Since taking office, our government has acted decisively on its commitment to protect the security of Canadian seniors. This government cares deeply about the many contributions that today's seniors have made and continue to make to our society. These seniors raised families, they helped to build up our national economy and they made vital contributions to our health, safety, education and culture. Furthermore, many Canadian seniors are veterans who risked their lives to preserve our freedom.
For these reasons and many more, our government will continue to do its utmost to ensure that Canadian seniors are treated with dignity. We will ensure that they receive the full respect they deserve.
All Canadians can be proud that the guaranteed income supplement, or the GIS, has played an important role in reducing the incidence of poverty among seniors. As my colleague pointed out a few minutes ago, the poverty rate among seniors has declined dramatically over the past 25 years. The average income for seniors in that time has doubled.
Bill C-490 proposes that the monthly GIS payment be increased by $110 to reduce poverty among low income seniors. In fact, Canada already has one of the lowest levels of poverty among seniors of any country in the industrialized world. This makes us the envy of many other nations, including Sweden, the United States and the United Kingdom.

- - - - -

*Exercise requirements*
1/ In the speech on Canadian seniors, render the sentence "The average income for seniors in that time has doubled." in Spanish.
2/ Reproduce everything in the speech on Canadian seniors from "Since taking office, our" down to "respect they deserve.".
Work from the speech on Canadian seniors alone.

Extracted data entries
- - - - -

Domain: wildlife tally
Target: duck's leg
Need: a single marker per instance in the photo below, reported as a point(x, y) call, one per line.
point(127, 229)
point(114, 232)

- - - - -

*Solutions for each task*
1/ El ingreso promedio de las personas mayores se ha duplicado en ese período.

2/
Since taking office, our government has acted decisively on its commitment to protect the security of Canadian seniors. This government cares deeply about the many contributions that today's seniors have made and continue to make to our society. These seniors raised families, they helped to build up our national economy and they made vital contributions to our health, safety, education and culture. Furthermore, many Canadian seniors are veterans who risked their lives to preserve our freedom.
For these reasons and many more, our government will continue to do its utmost to ensure that Canadian seniors are treated with dignity. We will ensure that they receive the full respect they deserve.